## [Goal 1]
Reproduce the passage of the Bioré giveaway thread below, starting at "## Naynadine (Jan 15, 2014)" and ending at "Prove it Rewards.".

# Bioré “Warm Up, While You Clear Up Your Skin” Give Away!!



## Monica (Jan 15, 2014)

*Bioré “Warm Up, While You Clear Up Your Skin” Give Away!!*

We’re teaming up with Bioré for a “Warm Up, While You Clear Up Your Skin” give away! One lucky winner will receive a Bioré warming anti-blackhead cleanser. The Bioré warming anti-blackhead cleanser washes away the dirt of a long day (or fun night) while gently warming to open pores to get a very deep clean that targets blackheads. Let's have a little fun, each person who can correctly answer the trivia question below will have a chance to win!







  What is the name of Bioré's rewards program?

  Good luck to you all!


----------



## Naynadine (Jan 15, 2014)

Oh, nice giveaway  I'd love to try this, nothing is helping with my blackheads so far. 
  The answer is: Prove It! Reward Points


----------



## Amby79 (Jan 16, 2014)

Awesome! My pores need help lol. it's the Prove it Rewards.


----------



## Monica (Jan 17, 2014)

The giveaway will close on Monday at 12pm! There's still time to respond with your answer for a chance to win ladies!


----------



## theangrybean5 (Jan 20, 2014)

Prove it!


----------



## Monica (Jan 21, 2014)

Congrats @Amby79 you've won a bottle of Biore's warming anti-blackhead cleanser! Please message me your shipping details so we can get it to you!


----------



## Naynadine (Jan 21, 2014)

Congrats!


----------



## Amby79 (Jan 21, 2014)

MonikaRose said:


> Congrats @Amby79  you've won a bottle of Biore's warming anti-blackhead cleanser! Please message me your shipping details so we can get it to you!:cheer:


 Yayyyy !! Thank you :-D  





Naynadine said:


> Congrats!


 Thank you


----------



## Amby79 (Feb 3, 2014)

I meant to say thank you the other day....it got here safe and sound :-D


----------



## Monica (Feb 3, 2014)

I'm glad you received it!


----------



## MakeupForMommy (Mar 6, 2014)

Hi @Amby79 ! congrats! i was wondering if u have had the chance to use it? if so, how did u like it? i am now having problems with blackheads and pores that i never had before =[ so i heard about this and know that biore strips are great so wanted to try this out. Thanks!


----------



## Amby79 (Apr 8, 2014)

Soooooo sorry I didn't see this until now. I've been super MIA lol. I have been using it and I like it a lot. My skin is really oily and I have clogged pores. It makes my skin soft, smooth and leaves it feeling a little extra clean. I think it will work great for blackheads if used consistently. Oh and it really does warm up, feel so good when it does :-D Again, sorry for the late reply :-(

  And Thank you!!!!


----------

[Dataset records on object locations]
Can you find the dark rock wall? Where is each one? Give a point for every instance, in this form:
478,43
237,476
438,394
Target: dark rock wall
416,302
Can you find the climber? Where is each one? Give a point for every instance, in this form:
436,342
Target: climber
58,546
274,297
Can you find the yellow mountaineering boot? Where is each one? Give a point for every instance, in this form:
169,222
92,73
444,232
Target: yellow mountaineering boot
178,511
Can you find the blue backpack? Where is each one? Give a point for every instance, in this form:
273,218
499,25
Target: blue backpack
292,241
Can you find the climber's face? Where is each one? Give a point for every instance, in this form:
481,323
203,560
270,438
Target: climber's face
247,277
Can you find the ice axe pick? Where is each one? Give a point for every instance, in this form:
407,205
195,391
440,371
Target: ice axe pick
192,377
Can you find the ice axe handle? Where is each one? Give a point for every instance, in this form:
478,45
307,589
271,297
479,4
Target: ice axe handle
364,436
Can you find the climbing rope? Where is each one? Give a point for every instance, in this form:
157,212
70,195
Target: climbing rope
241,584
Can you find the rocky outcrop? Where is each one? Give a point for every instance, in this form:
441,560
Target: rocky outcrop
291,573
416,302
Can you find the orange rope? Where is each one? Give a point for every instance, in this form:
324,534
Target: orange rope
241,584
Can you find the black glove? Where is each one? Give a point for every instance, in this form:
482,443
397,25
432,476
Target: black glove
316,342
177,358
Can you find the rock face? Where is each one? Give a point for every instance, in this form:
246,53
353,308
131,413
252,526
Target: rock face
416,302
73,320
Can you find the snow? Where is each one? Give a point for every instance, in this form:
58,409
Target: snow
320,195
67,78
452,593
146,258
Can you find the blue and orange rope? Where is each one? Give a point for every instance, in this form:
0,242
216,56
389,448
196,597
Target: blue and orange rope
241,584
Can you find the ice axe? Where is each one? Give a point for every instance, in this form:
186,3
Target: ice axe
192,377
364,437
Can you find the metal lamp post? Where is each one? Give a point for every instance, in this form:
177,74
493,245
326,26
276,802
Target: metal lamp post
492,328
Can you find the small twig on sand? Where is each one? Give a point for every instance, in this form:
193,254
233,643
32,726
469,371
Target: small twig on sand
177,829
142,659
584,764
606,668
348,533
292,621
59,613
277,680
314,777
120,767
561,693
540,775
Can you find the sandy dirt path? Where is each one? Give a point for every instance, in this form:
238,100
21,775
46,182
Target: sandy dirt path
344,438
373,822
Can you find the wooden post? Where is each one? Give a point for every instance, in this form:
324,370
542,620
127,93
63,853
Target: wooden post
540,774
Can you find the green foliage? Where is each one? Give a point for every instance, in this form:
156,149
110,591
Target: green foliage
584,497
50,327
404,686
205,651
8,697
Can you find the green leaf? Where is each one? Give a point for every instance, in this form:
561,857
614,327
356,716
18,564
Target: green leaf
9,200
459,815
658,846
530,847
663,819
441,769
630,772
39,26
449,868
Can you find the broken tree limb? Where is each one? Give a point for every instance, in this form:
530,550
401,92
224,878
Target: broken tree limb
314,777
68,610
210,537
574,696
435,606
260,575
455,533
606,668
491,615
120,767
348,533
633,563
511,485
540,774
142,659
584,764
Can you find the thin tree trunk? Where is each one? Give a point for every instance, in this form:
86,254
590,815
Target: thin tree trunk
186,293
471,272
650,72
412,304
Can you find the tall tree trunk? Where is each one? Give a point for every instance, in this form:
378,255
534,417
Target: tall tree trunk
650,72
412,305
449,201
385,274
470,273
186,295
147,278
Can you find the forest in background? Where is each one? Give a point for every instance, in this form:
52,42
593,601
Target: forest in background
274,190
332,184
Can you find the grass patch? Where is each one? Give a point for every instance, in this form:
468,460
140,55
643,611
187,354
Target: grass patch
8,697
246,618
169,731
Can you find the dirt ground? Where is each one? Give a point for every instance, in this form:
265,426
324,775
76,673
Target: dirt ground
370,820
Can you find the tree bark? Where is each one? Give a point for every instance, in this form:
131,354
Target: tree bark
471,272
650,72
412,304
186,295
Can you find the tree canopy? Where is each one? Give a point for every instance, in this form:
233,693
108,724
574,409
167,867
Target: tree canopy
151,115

## [Goal 2]
Return each line of the listing above that contains the string "pick".

## [Full solution 1]
## Naynadine (Jan 15, 2014)

Oh, nice giveaway  I'd love to try this, nothing is helping with my blackheads so far. 
  The answer is: Prove It! Reward Points


----------



## Amby79 (Jan 16, 2014)

Awesome! My pores need help lol. it's the Prove it Rewards.

## [Full solution 2]
Can you find the ice axe pick? Where is each one? Give a point for every instance, in this form:
Target: ice axe pick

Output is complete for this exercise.